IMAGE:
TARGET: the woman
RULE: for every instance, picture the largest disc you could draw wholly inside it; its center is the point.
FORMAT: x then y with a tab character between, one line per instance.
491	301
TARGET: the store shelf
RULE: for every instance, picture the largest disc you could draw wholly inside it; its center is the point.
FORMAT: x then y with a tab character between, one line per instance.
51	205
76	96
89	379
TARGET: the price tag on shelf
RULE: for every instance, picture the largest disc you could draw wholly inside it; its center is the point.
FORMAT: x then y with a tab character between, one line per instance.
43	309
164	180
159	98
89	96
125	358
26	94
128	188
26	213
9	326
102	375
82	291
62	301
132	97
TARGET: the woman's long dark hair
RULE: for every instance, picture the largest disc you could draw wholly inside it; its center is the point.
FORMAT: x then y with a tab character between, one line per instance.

^^^^

[Set task]
Copy out the whole listing above word for word, keeping every line in its original order.

[Response below]
IMAGE:
TARGET: the woman
RULE: for every instance, picture the largest disc you could draw wholly inside it; its center is the point.
FORMAT: x then y with a tab character between, one line per instance.
491	301
TARGET: the store shelf
RULE: for every instance, picture the largest disc you could draw wholly inside it; its center is the point.
FORMAT: x then y with a tab character between, one line per instance.
51	205
76	96
89	379
TARGET: the price tag on shelf
RULE: for every instance, picture the largest disc you could draw wholly inside it; its center is the point.
FORMAT: x then y with a tab character between, one line per instance.
43	309
164	180
159	98
89	96
125	358
26	94
128	188
26	213
9	326
102	375
82	291
62	301
132	97
TARGET: the woman's long dark hair
RULE: for every instance, picture the largest disc you could draw wholly inside it; its center is the point.
FORMAT: x then y with a tab character between, one line per instance.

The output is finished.